| Goal of the exercise |
The entries below must be copied exactly as they are.
[[ Records supplied open ]]
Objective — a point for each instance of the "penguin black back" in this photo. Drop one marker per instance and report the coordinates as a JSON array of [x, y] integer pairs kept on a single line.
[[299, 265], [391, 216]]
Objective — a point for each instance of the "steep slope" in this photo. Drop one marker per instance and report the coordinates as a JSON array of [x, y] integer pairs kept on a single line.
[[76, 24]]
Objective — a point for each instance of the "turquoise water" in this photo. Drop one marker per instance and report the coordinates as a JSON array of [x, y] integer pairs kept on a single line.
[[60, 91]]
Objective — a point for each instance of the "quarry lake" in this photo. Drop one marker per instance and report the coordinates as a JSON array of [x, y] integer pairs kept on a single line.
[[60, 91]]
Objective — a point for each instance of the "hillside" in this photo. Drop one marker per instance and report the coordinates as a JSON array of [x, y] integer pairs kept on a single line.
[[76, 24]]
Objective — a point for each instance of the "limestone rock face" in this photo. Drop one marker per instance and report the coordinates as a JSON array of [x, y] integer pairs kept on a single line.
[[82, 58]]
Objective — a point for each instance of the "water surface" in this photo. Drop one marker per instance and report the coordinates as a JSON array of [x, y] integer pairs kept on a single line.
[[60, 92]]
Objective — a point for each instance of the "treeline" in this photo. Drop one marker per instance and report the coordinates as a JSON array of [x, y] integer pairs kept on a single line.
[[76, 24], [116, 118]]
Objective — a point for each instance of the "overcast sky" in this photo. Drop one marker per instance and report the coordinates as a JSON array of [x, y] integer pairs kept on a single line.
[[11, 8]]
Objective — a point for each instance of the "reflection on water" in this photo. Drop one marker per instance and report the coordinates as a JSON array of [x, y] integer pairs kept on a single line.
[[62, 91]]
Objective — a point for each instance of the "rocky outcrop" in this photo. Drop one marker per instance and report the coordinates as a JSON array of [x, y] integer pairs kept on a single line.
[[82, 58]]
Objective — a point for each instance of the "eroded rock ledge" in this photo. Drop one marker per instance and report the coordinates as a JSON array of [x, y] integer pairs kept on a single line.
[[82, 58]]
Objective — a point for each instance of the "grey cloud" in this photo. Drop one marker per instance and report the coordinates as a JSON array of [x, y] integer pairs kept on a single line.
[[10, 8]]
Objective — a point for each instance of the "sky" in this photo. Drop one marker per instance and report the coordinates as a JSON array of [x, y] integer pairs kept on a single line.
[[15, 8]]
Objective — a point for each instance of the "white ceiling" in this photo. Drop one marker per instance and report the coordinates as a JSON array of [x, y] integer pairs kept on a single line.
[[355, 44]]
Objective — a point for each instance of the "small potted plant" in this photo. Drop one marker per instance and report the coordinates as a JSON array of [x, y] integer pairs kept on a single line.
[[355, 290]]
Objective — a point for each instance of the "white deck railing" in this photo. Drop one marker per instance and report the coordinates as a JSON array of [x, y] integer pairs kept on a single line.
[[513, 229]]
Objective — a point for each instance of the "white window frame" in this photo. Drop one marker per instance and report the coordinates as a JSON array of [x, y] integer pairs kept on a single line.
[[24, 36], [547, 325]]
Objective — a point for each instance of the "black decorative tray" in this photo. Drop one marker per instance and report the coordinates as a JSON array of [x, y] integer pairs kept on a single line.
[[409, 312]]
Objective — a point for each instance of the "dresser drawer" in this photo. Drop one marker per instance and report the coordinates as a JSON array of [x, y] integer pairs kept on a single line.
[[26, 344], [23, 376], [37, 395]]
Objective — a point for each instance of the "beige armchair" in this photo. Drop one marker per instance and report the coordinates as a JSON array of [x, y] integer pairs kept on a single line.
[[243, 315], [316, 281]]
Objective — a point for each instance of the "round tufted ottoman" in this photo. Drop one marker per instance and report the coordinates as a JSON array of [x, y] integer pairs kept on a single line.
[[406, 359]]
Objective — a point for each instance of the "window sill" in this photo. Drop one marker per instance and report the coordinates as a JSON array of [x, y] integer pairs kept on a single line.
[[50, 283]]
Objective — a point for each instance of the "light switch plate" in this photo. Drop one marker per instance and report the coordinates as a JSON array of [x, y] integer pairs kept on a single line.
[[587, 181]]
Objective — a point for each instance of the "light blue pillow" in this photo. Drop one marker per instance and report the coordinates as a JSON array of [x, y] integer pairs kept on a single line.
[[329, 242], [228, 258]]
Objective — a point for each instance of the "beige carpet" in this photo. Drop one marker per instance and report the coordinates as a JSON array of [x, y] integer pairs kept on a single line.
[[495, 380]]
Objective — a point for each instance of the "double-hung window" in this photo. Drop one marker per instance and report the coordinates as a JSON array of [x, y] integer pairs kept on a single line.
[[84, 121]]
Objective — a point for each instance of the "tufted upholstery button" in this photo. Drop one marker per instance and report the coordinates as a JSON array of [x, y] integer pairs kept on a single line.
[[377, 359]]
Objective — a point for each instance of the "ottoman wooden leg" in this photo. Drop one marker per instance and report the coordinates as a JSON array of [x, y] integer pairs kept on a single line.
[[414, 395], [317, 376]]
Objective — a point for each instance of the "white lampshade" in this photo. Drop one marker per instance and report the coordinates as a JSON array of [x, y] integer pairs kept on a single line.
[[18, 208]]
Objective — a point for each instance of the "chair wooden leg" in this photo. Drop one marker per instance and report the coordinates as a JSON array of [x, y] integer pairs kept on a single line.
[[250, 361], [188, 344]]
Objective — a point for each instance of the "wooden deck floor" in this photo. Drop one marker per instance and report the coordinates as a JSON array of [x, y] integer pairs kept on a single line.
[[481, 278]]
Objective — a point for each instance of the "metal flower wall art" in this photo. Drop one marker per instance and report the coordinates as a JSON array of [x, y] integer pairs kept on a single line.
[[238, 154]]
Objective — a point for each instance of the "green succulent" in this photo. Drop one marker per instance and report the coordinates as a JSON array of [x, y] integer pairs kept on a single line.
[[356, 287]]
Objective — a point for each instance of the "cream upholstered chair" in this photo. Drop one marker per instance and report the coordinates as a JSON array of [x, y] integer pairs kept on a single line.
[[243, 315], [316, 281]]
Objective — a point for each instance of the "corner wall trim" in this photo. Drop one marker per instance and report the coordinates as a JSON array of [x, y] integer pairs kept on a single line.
[[ Records supplied closed ]]
| Task answer |
Objective — a point for each instance of the "penguin black back" in this photo. Drop one marker per instance and report the coordinates as a JSON array of [x, y] integer pairs kept on a single line.
[[299, 265], [391, 216]]
Objective — a point for each instance of the "steep slope" in this photo. Drop one marker per instance and report the coordinates as a JSON array of [x, y] integer pairs kept on a single line.
[[76, 24]]
Objective — a point for each instance of the "turquoise water" in this photo. Drop one marker per instance and report the coordinates as a JSON array of [x, y] integer pairs kept on a single line.
[[60, 91]]
Objective — a point for each instance of the "quarry lake" in this photo. Drop one marker per instance and report the coordinates as a JSON array of [x, y] integer pairs kept on a single line.
[[60, 91]]
Objective — a point for each instance of the "hillside" in this photo. Drop one marker per instance and report the coordinates as a JSON array of [x, y] integer pairs kept on a single line.
[[76, 24]]
Objective — a point for each instance of the "limestone rock face" in this photo. Drop one marker per instance and report the coordinates as a JSON array of [x, y] integer pairs kept on a single line.
[[82, 58]]
Objective — a point for each instance of the "water surface" in this photo. Drop one marker per instance and report the coordinates as a JSON array of [x, y] integer pairs kept on a single line.
[[60, 92]]
Objective — a point for each instance of the "treeline" in this photo. Drop one marker per instance and report the coordinates as a JSON array of [x, y] integer pairs kept on a single line.
[[76, 24], [116, 118]]
Objective — a point for each instance of the "overcast sky" in this photo. Drop one marker per instance and report the coordinates as a JSON array of [x, y] integer pairs kept on a single line.
[[11, 8]]
Objective — a point for each instance of the "reflection on water" in this photo. Drop one marker per instance and report the coordinates as a JSON array of [x, y] integer pairs kept on a single line.
[[62, 91]]
Objective — a point for each instance of the "rocky outcrop" in this photo. Drop one marker per instance and report the coordinates as a JSON array of [x, y] integer pairs kept on a single line.
[[82, 58]]
Objective — a point for each instance of the "eroded rock ledge" in this photo. Drop one marker per instance and report the coordinates as a JSON array of [x, y] integer pairs kept on a single line.
[[82, 58]]
Objective — a point for each instance of the "grey cloud" in this photo. Drop one marker per instance and report the coordinates as a JSON array of [x, y] integer pairs kept on a single line.
[[10, 8]]
Objective — a point for each instance of the "sky" in this photo. Drop one marker per instance and report the coordinates as a JSON array of [x, y] integer pairs kept on a single line.
[[15, 8]]
Objective — a point for each instance of the "white ceiling" in this photo. Drop one marker per instance and report the coordinates as a JSON array of [x, y] integer pairs kept on a single line.
[[355, 44]]
Objective — a point for each instance of the "small potted plant" in this photo. Drop one marker per instance and report the coordinates as a JSON array of [x, y] integer pairs kept on a single line.
[[355, 290]]
Objective — a point for each instance of the "white deck railing" in this photo. Drop one marker per instance and report the coordinates as a JSON array of [x, y] integer pairs kept on a single line.
[[513, 229]]
Objective — a point for each instance of the "white window frame" in this photo. Drop one marker per instance and report the coordinates as a JSON array of [x, y] integer pairs kept on a single line.
[[24, 36], [547, 325]]
Objective — a point for each instance of the "black decorative tray" in this photo. Drop one marker per instance and report the coordinates as a JSON array of [x, y] integer pairs kept on a single line.
[[409, 312]]
Objective — a point for each instance of the "dresser drawer" in this photo. Drop one marker per instance and report the coordinates as a JSON array of [x, y] integer pairs kept on a single line.
[[26, 344], [23, 376], [37, 395]]
Objective — a point for each instance of the "beige armchair" in this photo. Drop one marker per instance and report the coordinates as a JSON array of [x, y] integer pairs kept on a single line.
[[243, 315], [316, 281]]
Objective — a point for each instance of the "round tufted ottoman" in this photo. Drop one marker per instance and report the coordinates as a JSON array of [x, y] integer pairs kept on a single line.
[[406, 359]]
Objective — a point for each instance of the "window sill" in this photo. Drop one marker per instance and report the coordinates as a JSON array of [x, y] integer pairs kept on a single line.
[[50, 283]]
Objective — a point for each instance of the "light switch plate" in this photo. Drop one marker per instance and report the coordinates as a JSON array of [x, y] integer pairs kept on a single line.
[[587, 181]]
Objective — a point for each instance of the "light blue pillow" in this photo. Drop one marker per instance and report the coordinates as a JSON array of [x, y] integer pairs kept on a single line.
[[329, 242], [228, 258]]
Objective — a point for each instance of the "beige carpet" in this photo. Drop one marker per instance and report the coordinates as a JSON array of [x, y] integer pairs kept on a single line.
[[495, 380]]
Objective — a point for each instance of the "double-hung window" in this photo. Drop one marker per instance and report the coordinates as a JSON array of [x, y] integer pairs kept on a single line.
[[84, 121]]
Objective — a point for each instance of the "tufted upholstery button" in this photo. Drop one marker per instance and report the coordinates as a JSON array of [x, y] integer pairs kept on a single line.
[[377, 359]]
Objective — a point for each instance of the "ottoman wooden leg" in this photo. Drop one marker per instance and report the coordinates as a JSON array of [x, y] integer pairs kept on a single line.
[[414, 395], [317, 376]]
Objective — a point for each instance of the "white lampshade" in this photo. Drop one marker per instance and report the coordinates as a JSON array of [x, y] integer pairs kept on a single line.
[[18, 208]]
Objective — a point for each instance of the "chair wooden leg" in this photo. Drop one marker per instance and report the coordinates as a JSON array of [x, y] integer pairs kept on a single line.
[[250, 361], [188, 344]]
Objective — a point for each instance of the "wooden deck floor" in this photo. Drop one marker per instance and report the coordinates as a JSON array of [x, y] integer pairs kept on a single line.
[[481, 278]]
Objective — a point for each instance of the "metal flower wall art" in this photo. Drop one marker per instance and report the coordinates as a JSON array of [x, y] integer pairs kept on a single line.
[[238, 154]]
Objective — a point for each instance of the "green succulent" in this photo. Drop one marker per instance and report the coordinates as a JSON array of [x, y] integer pairs kept on a single line.
[[356, 287]]
Objective — a point for each instance of the "cream upholstered chair" in this photo. Drop one marker per instance and report the coordinates as a JSON array of [x, y] integer pairs kept on a single line.
[[243, 315], [316, 281]]
Objective — a point for each instance of the "corner wall trim" in this photo. Drop one marker per instance and report the coordinates as a JSON array of [x, y] integer pairs kept on a single line.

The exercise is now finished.